# What do you plan for your future (study)?



## Inf3rn0 (Aug 19, 2009)

(Edit): Currently leaning towards business as psyc doesnt appeal much to me anymore as i wouldnt have used it at all really.


----------



## deco122392 (Aug 19, 2009)

Im 16 rite now  I turn 17 in december. I have interests in tons of things and I still havnt decided what i'm going to do as my profession later on in life. I havnt even decided if im going to take chem or physics whn school starts up again. XD


----------



## arud45 (Aug 19, 2009)

I'm 16 (Junior in high school) and will probably go Pre Med. then go to Med school and become a neurosurgeon.

I am also very interested in history (made a 5 on the Euro ap exam, currently in AP U.S.) and might minor in it.


----------



## LNZ (Aug 19, 2009)

Well I live on a government pension have done so since November 1995. I attended an alterntive school for 18 months from Feb '75 to June '76. And I took two months to learn the alphabet and count to 10 and that was with Sesame Street every day for 2 months. I have poor hand to eye coordination skills and am bad at fast and accurate complex pattern reconisition.

You can begin to see why I'm on a pension. And my PB's on the various cubes I have now are actually quite good for me considering what I face every time a scramble a cube of 4x4x4 or larger.


----------

EXERCISES TO COMPLETE —
(a) Reproduce the forum thread verbatim from "## LNZ (Aug" up to and including "complex pattern reconisition.".
(b) Translate this sentence from the forum thread into Spanish: "You can begin to see why I'm on a pension."

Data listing
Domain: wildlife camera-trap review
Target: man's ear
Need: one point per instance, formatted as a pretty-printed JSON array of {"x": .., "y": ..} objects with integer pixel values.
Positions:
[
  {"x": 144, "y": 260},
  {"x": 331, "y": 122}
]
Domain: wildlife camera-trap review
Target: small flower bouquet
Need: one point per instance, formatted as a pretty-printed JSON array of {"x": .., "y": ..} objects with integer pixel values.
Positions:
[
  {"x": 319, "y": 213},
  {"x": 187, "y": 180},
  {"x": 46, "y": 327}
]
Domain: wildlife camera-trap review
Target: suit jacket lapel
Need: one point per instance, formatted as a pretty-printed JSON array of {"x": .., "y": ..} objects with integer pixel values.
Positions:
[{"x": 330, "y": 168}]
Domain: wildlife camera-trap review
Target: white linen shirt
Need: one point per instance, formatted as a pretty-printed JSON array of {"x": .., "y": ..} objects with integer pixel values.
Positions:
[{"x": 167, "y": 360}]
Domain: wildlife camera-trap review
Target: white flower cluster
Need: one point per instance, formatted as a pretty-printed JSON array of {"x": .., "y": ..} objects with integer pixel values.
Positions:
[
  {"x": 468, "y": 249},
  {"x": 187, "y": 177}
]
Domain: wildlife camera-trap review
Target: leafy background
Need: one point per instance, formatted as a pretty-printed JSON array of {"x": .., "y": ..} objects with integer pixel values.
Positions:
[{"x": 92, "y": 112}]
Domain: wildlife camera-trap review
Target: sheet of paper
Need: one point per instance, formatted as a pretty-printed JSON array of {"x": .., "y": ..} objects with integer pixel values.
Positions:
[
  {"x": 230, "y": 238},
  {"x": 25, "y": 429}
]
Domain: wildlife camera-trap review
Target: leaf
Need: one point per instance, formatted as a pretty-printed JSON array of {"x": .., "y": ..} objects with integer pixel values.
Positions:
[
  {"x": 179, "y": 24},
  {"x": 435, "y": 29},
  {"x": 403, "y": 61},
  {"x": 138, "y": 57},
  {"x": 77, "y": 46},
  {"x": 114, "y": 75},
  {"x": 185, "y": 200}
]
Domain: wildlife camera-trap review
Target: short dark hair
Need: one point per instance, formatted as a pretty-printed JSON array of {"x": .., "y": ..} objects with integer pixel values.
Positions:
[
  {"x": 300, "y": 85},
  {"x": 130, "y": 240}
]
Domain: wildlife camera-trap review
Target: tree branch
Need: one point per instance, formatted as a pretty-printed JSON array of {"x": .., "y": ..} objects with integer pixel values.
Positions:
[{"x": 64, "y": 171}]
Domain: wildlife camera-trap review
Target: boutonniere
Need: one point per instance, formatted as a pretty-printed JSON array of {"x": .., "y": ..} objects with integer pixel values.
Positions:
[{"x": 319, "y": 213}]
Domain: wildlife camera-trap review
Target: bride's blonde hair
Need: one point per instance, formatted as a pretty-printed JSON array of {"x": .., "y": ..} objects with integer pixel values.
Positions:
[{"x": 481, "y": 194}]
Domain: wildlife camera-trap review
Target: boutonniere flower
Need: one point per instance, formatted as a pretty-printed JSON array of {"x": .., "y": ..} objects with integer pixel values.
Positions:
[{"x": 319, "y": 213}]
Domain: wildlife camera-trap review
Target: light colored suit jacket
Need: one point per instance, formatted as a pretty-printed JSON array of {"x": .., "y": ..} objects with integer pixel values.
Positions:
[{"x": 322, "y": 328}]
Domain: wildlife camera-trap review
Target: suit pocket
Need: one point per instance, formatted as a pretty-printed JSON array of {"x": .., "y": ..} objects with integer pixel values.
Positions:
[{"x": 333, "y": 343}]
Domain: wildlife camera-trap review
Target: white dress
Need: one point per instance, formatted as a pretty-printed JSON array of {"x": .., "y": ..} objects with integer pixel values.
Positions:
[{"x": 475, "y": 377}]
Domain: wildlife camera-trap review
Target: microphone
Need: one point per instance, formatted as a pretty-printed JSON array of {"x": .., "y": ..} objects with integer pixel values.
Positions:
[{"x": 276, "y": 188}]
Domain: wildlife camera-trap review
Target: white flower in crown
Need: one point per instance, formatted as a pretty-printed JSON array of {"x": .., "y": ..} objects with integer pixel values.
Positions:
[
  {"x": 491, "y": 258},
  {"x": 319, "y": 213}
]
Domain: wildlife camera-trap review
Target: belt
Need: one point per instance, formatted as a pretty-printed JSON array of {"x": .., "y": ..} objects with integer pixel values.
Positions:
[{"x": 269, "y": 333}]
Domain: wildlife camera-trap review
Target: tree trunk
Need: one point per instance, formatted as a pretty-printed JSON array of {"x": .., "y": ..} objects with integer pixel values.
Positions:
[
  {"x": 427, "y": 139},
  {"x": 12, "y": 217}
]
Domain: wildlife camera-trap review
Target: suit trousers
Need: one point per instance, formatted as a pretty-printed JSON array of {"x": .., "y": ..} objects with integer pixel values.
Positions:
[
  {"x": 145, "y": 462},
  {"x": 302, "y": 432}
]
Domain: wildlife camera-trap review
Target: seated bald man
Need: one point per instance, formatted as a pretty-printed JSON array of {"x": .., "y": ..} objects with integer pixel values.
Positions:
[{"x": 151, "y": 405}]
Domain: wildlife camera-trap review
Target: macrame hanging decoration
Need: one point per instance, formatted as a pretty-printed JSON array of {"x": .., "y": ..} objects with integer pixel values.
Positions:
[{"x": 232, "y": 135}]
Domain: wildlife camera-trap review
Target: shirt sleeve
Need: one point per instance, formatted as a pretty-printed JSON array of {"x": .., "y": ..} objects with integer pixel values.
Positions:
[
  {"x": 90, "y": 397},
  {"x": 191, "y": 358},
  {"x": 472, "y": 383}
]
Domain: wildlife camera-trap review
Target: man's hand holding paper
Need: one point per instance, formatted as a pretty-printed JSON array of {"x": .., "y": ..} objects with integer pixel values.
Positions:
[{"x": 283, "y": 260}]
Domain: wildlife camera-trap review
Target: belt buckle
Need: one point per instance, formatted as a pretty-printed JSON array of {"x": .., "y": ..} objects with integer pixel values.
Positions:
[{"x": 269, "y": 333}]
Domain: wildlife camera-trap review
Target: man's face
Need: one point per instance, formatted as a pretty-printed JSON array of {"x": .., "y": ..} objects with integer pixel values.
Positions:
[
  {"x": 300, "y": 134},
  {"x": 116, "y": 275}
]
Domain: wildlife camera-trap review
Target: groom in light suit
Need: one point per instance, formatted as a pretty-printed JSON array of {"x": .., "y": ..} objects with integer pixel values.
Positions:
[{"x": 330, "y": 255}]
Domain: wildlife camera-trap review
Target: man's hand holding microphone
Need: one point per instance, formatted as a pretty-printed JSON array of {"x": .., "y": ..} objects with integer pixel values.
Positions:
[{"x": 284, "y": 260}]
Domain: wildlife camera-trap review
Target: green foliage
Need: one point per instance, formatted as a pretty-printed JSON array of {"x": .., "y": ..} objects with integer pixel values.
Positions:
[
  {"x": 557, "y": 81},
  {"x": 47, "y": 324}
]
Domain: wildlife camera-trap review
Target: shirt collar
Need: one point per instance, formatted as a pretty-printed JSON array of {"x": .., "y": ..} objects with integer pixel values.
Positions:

ANSWERS FOR THE EXERCISE —
(a)
## LNZ (Aug 19, 2009)

Well I live on a government pension have done so since November 1995. I attended an alterntive school for 18 months from Feb '75 to June '76. And I took two months to learn the alphabet and count to 10 and that was with Sesame Street every day for 2 months. I have poor hand to eye coordination skills and am bad at fast and accurate complex pattern reconisition.

(b) Puedes empezar a ver por qué recibo una pensión.